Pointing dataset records
## Begin
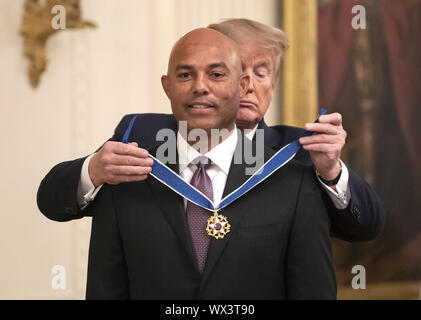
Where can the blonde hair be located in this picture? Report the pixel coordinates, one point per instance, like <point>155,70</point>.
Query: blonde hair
<point>262,35</point>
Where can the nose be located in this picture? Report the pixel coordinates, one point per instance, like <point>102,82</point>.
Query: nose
<point>250,88</point>
<point>200,86</point>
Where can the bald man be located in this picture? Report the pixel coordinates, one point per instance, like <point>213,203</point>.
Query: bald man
<point>148,242</point>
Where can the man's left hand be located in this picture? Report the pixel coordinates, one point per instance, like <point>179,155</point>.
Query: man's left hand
<point>326,144</point>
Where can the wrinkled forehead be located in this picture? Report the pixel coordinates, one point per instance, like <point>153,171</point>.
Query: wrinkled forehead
<point>253,55</point>
<point>202,55</point>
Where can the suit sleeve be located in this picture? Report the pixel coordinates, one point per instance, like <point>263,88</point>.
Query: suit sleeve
<point>310,273</point>
<point>57,193</point>
<point>107,267</point>
<point>364,217</point>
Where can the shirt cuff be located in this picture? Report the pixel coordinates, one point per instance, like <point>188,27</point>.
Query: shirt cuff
<point>342,195</point>
<point>86,191</point>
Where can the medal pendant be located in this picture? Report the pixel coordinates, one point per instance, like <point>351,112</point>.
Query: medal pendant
<point>218,226</point>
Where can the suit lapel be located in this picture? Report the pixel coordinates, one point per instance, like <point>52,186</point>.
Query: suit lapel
<point>236,177</point>
<point>172,206</point>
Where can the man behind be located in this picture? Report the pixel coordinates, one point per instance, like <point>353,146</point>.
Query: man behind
<point>149,243</point>
<point>355,210</point>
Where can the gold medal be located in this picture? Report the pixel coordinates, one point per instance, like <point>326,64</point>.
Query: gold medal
<point>218,226</point>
## End
Stated problem:
Could you write out the records again, beginning at the line that has "Where can the medal" and going through the end of the records, with each answer coordinate shifted up by 103? Keep every other line as it is, including the sample coordinates.

Result of this exercise:
Where can the medal pendant be located in this picture? Report the pixel coordinates, one point per instance, like <point>351,112</point>.
Query: medal pendant
<point>321,329</point>
Where can the suit lapel be located in this picture? Report the pixel coordinates, one point per instance, like <point>52,186</point>.
Query: suit lapel
<point>339,280</point>
<point>275,309</point>
Where can the man behind be located in this picture? Report the pixel coordinates, one point per instance, like <point>353,146</point>.
Query: man behind
<point>252,346</point>
<point>458,313</point>
Where can the gold medal be located in this picture? Report the pixel coordinates, one point per instance, like <point>326,64</point>.
Query: gold medal
<point>321,329</point>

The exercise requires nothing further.